_Problem to solve_
Write each line exactly as it stands, from the line containing "Would you mind marking the black" through the end of the data.

_Entries supplied_
%%
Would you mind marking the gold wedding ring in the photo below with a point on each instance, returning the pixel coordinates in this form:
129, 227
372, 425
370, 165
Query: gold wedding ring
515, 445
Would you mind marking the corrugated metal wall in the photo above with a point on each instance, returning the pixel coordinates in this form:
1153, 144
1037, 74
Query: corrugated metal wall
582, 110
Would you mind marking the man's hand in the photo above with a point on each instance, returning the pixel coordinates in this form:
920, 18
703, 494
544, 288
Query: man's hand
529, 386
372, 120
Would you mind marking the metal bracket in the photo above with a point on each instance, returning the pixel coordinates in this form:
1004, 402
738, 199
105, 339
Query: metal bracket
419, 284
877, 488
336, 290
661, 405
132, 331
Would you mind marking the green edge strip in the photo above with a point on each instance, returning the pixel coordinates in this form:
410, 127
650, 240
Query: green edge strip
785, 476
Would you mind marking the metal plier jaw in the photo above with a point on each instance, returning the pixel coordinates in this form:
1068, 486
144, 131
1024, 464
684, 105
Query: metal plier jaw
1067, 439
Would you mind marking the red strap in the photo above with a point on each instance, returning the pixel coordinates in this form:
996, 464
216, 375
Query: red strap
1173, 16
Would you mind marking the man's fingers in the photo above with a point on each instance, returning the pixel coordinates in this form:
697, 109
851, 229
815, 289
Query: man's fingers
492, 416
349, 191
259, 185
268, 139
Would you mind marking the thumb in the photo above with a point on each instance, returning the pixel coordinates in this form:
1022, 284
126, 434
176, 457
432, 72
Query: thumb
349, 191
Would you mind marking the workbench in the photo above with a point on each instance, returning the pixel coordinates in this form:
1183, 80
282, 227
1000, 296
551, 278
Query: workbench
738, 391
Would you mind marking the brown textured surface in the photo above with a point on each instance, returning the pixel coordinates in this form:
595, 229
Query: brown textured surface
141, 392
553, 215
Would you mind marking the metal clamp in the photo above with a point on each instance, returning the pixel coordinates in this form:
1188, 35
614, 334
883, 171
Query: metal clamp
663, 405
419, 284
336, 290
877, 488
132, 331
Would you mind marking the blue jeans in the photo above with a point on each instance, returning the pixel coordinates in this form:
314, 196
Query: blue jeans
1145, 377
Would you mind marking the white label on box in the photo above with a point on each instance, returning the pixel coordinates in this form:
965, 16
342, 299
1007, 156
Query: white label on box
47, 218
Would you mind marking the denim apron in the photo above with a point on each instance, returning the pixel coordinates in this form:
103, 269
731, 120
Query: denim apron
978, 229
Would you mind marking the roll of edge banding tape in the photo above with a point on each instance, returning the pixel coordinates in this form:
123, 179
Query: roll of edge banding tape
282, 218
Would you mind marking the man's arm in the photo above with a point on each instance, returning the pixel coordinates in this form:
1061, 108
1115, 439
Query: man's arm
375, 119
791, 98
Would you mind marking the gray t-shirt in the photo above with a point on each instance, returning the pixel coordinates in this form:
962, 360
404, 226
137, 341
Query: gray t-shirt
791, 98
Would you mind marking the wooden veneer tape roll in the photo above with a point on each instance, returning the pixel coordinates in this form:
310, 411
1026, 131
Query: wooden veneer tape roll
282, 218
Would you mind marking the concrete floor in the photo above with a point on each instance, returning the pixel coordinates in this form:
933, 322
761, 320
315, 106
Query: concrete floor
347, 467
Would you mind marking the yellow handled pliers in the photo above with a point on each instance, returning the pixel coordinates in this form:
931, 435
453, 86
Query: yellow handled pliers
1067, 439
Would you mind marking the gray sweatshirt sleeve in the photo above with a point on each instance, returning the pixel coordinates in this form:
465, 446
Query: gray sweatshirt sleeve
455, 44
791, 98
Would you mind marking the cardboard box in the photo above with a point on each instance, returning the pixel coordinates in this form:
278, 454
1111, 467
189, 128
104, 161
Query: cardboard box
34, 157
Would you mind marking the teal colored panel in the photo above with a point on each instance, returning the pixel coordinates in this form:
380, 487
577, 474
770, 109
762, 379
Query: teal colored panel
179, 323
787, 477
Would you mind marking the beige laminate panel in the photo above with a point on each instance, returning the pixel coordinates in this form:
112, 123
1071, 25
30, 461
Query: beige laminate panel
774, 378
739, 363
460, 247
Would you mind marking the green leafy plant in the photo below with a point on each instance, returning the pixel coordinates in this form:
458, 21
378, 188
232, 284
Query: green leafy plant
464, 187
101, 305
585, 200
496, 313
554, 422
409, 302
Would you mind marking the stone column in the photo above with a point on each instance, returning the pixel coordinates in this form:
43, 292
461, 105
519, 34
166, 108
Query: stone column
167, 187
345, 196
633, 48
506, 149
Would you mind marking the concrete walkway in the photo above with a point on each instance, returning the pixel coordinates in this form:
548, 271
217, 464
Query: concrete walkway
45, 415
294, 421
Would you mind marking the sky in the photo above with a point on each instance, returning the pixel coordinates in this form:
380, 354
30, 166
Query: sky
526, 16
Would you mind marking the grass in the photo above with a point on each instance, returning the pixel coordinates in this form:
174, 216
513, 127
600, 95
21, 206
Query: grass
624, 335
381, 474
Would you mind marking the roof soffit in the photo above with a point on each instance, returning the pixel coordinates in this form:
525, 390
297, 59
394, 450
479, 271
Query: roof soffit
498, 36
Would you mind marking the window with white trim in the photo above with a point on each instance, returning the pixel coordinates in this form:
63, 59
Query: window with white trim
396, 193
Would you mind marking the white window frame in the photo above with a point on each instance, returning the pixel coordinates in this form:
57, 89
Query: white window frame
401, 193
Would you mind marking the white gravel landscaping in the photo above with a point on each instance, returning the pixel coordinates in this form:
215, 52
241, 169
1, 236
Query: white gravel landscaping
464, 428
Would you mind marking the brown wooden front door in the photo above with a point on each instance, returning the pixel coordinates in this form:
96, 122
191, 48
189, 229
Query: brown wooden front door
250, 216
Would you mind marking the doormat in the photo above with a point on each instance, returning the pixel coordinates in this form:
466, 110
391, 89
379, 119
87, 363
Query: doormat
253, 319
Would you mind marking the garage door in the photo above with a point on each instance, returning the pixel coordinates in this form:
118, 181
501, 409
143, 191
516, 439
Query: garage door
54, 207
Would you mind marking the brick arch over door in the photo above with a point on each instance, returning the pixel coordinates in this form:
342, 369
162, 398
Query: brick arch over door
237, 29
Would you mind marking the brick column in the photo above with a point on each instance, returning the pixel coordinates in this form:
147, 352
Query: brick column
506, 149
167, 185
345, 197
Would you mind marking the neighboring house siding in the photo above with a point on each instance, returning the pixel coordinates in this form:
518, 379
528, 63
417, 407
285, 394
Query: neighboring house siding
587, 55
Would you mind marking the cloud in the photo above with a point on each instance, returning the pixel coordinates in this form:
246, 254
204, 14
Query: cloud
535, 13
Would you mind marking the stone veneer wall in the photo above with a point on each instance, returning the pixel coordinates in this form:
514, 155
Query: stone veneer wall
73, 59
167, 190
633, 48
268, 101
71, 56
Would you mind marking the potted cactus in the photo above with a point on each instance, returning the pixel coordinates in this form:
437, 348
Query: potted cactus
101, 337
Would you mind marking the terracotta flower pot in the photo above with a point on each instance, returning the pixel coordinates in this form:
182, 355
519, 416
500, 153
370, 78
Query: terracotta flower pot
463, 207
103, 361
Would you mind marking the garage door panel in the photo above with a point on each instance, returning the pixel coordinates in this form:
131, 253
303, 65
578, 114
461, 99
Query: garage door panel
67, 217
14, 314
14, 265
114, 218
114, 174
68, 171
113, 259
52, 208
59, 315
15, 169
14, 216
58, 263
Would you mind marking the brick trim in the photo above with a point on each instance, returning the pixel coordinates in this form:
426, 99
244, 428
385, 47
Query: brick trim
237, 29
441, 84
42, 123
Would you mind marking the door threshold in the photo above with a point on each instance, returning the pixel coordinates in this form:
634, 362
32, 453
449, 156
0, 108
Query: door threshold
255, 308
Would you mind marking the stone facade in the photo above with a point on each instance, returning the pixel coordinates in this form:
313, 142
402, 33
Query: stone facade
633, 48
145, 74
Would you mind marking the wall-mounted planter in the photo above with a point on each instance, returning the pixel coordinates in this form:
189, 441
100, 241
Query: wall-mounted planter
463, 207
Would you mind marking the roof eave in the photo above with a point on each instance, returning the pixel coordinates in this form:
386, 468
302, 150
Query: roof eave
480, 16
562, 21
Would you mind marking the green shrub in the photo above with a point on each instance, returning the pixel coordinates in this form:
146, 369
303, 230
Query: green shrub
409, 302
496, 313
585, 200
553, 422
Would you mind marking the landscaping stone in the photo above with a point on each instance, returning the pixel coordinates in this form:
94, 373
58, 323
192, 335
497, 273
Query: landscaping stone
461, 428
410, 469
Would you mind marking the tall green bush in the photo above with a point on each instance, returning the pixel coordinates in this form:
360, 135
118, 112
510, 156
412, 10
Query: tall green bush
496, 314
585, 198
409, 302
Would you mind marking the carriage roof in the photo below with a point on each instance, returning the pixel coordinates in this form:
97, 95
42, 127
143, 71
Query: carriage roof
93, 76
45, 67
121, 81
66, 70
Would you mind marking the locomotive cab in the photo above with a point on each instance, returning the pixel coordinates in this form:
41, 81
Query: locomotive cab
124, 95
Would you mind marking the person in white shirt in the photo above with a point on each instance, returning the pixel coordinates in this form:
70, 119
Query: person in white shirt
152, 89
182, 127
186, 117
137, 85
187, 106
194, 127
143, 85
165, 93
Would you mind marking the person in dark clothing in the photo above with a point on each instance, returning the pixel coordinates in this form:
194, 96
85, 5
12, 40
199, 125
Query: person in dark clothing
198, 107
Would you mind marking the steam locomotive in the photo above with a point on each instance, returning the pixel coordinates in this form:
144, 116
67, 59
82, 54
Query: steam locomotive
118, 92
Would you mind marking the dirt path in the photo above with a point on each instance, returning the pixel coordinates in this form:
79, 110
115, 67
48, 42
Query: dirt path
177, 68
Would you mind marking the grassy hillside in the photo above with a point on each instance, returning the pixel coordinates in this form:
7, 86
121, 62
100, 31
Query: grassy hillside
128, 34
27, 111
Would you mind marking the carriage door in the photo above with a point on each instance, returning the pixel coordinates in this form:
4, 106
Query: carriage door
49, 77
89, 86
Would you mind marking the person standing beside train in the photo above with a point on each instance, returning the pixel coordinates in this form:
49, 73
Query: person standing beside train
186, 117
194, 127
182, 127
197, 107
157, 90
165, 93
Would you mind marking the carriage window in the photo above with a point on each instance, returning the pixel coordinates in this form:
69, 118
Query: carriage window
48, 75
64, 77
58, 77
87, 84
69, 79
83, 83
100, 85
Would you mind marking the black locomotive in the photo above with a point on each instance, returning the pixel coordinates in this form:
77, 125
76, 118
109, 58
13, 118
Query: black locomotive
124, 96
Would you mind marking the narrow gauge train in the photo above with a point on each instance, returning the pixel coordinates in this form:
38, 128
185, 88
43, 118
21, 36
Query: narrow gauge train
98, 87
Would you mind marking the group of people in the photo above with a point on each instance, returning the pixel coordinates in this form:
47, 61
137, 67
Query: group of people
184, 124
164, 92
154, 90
%%
_In response_
Would you mind marking the black locomotive in the photo above with a point on each instance, returning the pixel coordinates in this form:
77, 125
76, 118
109, 58
13, 118
Query: black locomotive
124, 96
Would you mind marking the narrow gauge train in the photo above with a point on each instance, returning the pixel coordinates in this form:
38, 128
185, 88
43, 118
21, 36
Query: narrow gauge train
98, 87
Would you mind marking the group of people in the photo above with a point on each instance, returning the pixel coordinates in this form:
47, 61
137, 67
Query: group of people
184, 124
164, 92
154, 90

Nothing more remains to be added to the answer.